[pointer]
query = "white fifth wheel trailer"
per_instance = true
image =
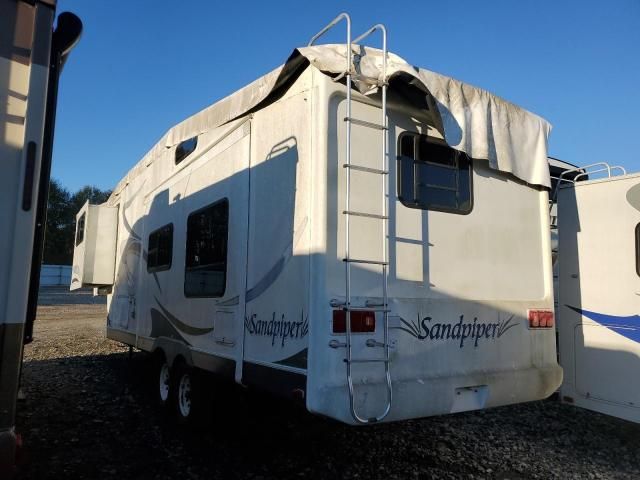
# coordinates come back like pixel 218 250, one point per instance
pixel 349 229
pixel 599 295
pixel 32 55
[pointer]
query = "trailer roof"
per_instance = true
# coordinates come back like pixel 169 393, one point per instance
pixel 470 119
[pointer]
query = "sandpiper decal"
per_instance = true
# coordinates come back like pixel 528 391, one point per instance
pixel 181 326
pixel 475 332
pixel 280 328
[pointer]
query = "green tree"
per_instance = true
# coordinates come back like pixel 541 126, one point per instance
pixel 62 208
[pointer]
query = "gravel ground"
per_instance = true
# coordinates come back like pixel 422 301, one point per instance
pixel 89 414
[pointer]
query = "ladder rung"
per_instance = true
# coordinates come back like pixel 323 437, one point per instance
pixel 365 79
pixel 365 309
pixel 365 169
pixel 364 123
pixel 371 262
pixel 363 214
pixel 367 360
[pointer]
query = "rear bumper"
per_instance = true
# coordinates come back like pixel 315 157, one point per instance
pixel 417 398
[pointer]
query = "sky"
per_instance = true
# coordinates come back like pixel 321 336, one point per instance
pixel 143 66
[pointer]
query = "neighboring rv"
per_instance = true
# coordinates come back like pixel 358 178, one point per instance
pixel 31 58
pixel 599 295
pixel 381 251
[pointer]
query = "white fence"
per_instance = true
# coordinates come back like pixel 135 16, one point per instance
pixel 55 275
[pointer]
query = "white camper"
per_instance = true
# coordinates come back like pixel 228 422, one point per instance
pixel 349 229
pixel 32 55
pixel 599 269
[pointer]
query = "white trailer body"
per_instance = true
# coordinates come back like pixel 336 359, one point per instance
pixel 599 268
pixel 231 245
pixel 31 58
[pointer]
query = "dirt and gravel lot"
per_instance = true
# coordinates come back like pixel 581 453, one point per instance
pixel 89 414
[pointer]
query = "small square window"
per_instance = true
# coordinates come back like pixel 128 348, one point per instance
pixel 160 249
pixel 80 229
pixel 186 148
pixel 206 258
pixel 433 176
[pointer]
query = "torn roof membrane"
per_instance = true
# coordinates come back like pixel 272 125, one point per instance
pixel 470 119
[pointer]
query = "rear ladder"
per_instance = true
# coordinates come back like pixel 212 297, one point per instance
pixel 382 307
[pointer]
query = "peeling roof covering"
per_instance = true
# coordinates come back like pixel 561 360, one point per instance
pixel 470 119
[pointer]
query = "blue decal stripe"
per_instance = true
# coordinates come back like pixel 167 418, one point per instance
pixel 628 326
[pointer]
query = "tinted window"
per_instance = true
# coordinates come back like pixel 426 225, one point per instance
pixel 206 257
pixel 160 249
pixel 185 149
pixel 80 229
pixel 433 176
pixel 638 249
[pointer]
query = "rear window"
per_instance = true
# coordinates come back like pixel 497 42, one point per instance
pixel 432 175
pixel 80 229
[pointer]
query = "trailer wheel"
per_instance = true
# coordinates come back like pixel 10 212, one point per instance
pixel 163 381
pixel 192 396
pixel 184 393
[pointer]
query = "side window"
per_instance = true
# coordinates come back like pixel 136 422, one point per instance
pixel 160 249
pixel 205 273
pixel 185 148
pixel 433 176
pixel 638 249
pixel 80 229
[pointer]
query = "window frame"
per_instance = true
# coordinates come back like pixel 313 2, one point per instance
pixel 81 226
pixel 435 141
pixel 184 156
pixel 637 245
pixel 163 267
pixel 224 200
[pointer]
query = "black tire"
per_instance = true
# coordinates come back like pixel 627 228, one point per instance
pixel 162 383
pixel 192 395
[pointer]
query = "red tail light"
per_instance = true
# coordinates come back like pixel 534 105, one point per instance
pixel 361 322
pixel 540 318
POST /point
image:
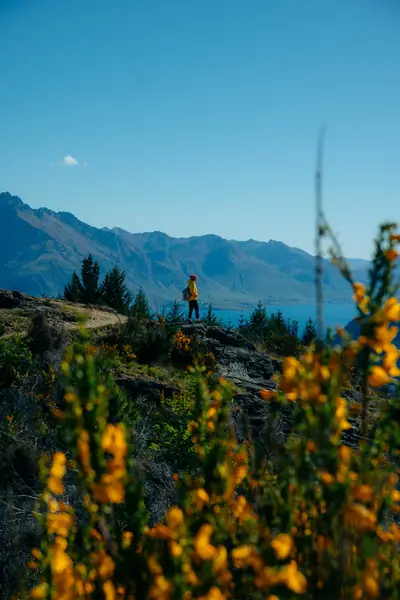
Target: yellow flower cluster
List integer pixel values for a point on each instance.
(181, 341)
(267, 519)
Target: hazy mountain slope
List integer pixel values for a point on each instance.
(39, 249)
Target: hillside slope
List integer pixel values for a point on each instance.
(40, 249)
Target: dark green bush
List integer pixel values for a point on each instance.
(15, 359)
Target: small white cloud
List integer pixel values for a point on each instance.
(69, 161)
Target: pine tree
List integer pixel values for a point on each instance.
(242, 324)
(114, 292)
(90, 273)
(73, 289)
(140, 310)
(211, 318)
(229, 326)
(258, 318)
(277, 322)
(309, 333)
(175, 315)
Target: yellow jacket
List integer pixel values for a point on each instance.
(194, 294)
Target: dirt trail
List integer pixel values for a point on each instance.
(96, 319)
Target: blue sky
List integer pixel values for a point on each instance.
(202, 116)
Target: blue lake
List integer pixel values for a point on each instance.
(334, 314)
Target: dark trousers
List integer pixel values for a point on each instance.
(194, 306)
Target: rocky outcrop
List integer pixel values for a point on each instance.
(237, 360)
(145, 388)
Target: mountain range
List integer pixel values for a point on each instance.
(39, 250)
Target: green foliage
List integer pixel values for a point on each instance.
(114, 292)
(309, 333)
(42, 336)
(172, 440)
(15, 359)
(73, 291)
(90, 274)
(140, 310)
(150, 340)
(211, 318)
(86, 290)
(175, 315)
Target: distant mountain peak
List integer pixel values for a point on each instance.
(7, 199)
(40, 249)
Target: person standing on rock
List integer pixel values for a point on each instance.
(193, 298)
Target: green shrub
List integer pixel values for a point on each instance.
(15, 359)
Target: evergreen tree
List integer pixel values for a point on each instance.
(309, 333)
(175, 315)
(140, 310)
(242, 324)
(277, 322)
(293, 328)
(211, 318)
(229, 326)
(73, 289)
(258, 318)
(114, 292)
(90, 273)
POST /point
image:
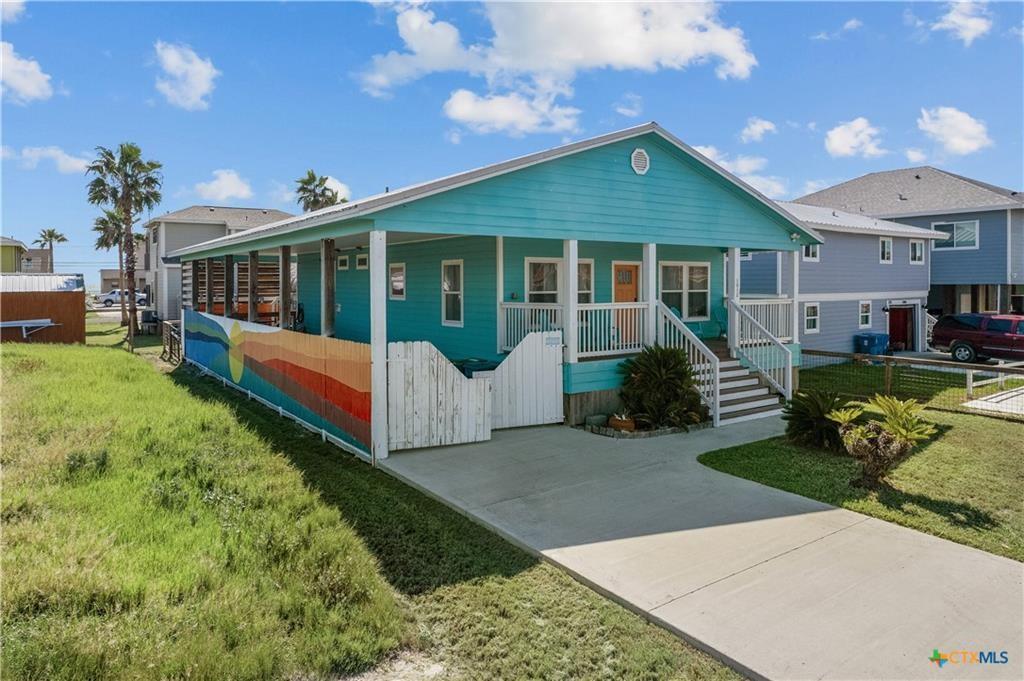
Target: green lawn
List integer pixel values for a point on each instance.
(199, 534)
(966, 484)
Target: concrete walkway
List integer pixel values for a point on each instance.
(776, 585)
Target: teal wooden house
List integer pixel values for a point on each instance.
(537, 277)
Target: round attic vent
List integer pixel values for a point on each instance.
(640, 162)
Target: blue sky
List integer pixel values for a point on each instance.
(238, 99)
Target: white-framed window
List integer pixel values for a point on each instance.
(396, 281)
(685, 288)
(452, 298)
(864, 314)
(886, 250)
(960, 235)
(916, 252)
(812, 317)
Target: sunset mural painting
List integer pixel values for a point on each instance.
(323, 381)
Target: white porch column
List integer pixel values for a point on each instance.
(378, 343)
(795, 286)
(570, 311)
(327, 287)
(649, 282)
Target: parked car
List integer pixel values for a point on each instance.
(970, 336)
(113, 297)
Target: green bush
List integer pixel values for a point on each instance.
(658, 390)
(807, 419)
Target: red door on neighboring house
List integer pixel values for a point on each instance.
(900, 328)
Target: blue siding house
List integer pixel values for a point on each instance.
(596, 248)
(868, 274)
(978, 264)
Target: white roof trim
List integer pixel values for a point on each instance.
(379, 202)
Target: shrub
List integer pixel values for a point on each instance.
(658, 390)
(807, 419)
(882, 444)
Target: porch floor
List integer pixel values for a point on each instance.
(765, 580)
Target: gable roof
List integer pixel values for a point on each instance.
(233, 218)
(379, 202)
(908, 192)
(832, 219)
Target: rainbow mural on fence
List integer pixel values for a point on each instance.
(324, 381)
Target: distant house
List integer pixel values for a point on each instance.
(11, 251)
(978, 266)
(869, 274)
(186, 227)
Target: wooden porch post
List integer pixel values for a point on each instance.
(285, 284)
(327, 287)
(378, 344)
(253, 286)
(649, 281)
(570, 313)
(228, 286)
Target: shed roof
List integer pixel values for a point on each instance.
(379, 202)
(830, 219)
(35, 282)
(923, 190)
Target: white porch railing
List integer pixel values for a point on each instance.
(762, 351)
(673, 333)
(610, 329)
(521, 318)
(775, 314)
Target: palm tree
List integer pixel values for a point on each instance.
(110, 227)
(128, 184)
(47, 238)
(313, 194)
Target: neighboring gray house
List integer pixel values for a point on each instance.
(978, 266)
(868, 274)
(187, 226)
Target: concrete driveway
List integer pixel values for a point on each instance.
(776, 585)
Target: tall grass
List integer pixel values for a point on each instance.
(146, 534)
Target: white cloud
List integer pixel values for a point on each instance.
(966, 20)
(914, 155)
(630, 105)
(64, 162)
(756, 129)
(537, 50)
(958, 132)
(856, 137)
(188, 79)
(225, 184)
(11, 10)
(22, 79)
(747, 168)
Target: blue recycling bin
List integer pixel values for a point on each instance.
(870, 342)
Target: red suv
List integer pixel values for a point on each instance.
(969, 337)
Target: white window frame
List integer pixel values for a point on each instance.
(860, 314)
(404, 281)
(685, 264)
(977, 236)
(889, 260)
(816, 316)
(921, 243)
(461, 293)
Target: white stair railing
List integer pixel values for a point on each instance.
(762, 351)
(673, 333)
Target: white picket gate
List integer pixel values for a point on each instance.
(431, 402)
(527, 385)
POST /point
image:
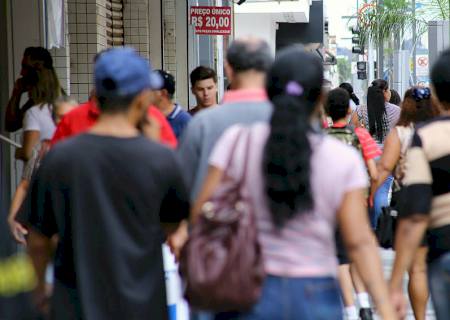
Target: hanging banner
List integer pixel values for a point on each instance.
(208, 20)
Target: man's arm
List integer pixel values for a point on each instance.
(13, 114)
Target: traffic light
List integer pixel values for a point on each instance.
(356, 41)
(361, 68)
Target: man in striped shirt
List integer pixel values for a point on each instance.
(427, 199)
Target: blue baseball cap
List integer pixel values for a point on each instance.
(121, 72)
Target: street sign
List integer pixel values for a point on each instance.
(208, 20)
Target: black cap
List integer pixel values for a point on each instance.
(168, 81)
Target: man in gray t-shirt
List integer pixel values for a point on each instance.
(247, 62)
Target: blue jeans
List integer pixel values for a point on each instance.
(297, 298)
(380, 200)
(439, 282)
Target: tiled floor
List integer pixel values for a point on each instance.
(388, 258)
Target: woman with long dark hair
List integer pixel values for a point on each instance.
(378, 116)
(45, 88)
(417, 107)
(300, 184)
(354, 100)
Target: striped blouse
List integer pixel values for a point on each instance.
(391, 117)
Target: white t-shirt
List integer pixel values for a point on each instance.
(39, 118)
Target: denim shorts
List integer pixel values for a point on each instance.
(286, 298)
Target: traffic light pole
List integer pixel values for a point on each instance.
(380, 51)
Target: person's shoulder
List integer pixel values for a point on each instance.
(334, 149)
(432, 122)
(80, 111)
(38, 108)
(360, 131)
(184, 115)
(393, 107)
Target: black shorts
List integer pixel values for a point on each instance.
(341, 251)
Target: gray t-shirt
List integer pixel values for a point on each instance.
(202, 132)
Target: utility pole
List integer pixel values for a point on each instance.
(413, 2)
(380, 49)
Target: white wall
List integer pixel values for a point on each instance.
(261, 19)
(260, 25)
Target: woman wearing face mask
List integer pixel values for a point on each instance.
(378, 117)
(300, 184)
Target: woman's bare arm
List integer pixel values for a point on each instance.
(388, 161)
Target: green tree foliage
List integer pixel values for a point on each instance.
(391, 19)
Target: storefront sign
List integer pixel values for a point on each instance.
(211, 20)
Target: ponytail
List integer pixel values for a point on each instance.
(286, 160)
(294, 90)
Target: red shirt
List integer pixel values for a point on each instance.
(370, 149)
(83, 117)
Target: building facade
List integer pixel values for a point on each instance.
(157, 29)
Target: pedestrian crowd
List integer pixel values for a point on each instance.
(274, 201)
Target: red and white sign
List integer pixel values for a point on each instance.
(208, 20)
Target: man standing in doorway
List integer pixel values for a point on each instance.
(175, 114)
(247, 62)
(204, 88)
(105, 194)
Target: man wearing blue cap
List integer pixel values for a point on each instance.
(105, 194)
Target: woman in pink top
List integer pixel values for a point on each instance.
(301, 184)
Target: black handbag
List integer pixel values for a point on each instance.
(387, 222)
(386, 226)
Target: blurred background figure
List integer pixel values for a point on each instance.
(38, 79)
(175, 114)
(43, 90)
(378, 117)
(204, 88)
(338, 107)
(354, 100)
(417, 107)
(395, 98)
(425, 210)
(62, 105)
(296, 207)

+---+

# Task details:
Count how many lines in the entries hold "gray" and reply with that number alone.

# Exercise output:
3